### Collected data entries
= = = = =

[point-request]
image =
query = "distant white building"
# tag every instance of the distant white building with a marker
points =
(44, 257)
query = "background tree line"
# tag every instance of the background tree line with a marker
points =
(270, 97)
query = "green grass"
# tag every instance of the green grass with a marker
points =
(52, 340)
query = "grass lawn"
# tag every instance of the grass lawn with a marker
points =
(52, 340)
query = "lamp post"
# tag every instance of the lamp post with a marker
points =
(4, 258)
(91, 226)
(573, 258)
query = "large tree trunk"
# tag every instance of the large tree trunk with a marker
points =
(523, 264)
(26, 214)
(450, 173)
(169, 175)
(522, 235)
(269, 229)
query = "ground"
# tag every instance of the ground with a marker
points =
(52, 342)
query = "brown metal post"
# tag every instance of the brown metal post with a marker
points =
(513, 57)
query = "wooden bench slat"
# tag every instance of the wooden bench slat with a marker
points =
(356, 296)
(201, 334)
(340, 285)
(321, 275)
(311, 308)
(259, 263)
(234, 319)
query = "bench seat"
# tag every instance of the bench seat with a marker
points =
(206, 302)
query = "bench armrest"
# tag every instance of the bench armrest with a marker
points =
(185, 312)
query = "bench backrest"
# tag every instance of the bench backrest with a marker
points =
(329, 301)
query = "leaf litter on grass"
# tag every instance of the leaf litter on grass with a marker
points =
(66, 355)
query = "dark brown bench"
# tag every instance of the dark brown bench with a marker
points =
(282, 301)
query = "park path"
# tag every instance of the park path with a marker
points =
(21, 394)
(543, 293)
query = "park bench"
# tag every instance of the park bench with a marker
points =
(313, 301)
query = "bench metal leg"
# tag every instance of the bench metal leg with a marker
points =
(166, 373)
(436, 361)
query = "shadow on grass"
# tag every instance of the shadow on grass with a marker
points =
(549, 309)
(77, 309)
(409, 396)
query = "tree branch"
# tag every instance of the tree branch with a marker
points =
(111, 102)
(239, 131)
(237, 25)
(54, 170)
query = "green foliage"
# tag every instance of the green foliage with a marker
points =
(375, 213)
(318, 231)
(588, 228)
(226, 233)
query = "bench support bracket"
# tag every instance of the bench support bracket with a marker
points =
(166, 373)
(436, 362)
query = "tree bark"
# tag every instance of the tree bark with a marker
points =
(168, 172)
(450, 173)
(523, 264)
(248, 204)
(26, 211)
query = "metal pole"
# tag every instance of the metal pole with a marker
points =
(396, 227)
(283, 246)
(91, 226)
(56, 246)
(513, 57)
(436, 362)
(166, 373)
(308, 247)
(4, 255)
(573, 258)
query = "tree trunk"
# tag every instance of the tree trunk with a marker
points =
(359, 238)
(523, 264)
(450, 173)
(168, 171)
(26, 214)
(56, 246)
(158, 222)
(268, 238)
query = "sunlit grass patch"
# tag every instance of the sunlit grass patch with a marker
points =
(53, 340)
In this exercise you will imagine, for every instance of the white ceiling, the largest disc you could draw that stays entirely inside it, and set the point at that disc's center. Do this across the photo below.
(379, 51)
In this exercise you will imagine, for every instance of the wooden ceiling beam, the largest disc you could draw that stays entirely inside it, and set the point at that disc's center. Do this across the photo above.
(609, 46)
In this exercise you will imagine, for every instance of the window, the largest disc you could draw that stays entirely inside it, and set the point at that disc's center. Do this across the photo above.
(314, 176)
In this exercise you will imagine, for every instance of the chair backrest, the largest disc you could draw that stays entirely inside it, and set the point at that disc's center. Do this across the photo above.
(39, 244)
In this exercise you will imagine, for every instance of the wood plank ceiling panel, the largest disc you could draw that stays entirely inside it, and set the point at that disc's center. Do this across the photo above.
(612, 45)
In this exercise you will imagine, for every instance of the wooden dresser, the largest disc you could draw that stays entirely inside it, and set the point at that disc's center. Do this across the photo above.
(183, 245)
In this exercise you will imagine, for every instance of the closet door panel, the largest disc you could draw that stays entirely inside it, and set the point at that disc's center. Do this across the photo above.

= = = = =

### YOUR TASK
Above are the entries; copy every line among them that contains the word "background".

### OUTPUT OF THE TASK
query = "background tree line"
# tag every instance of the background tree line with a marker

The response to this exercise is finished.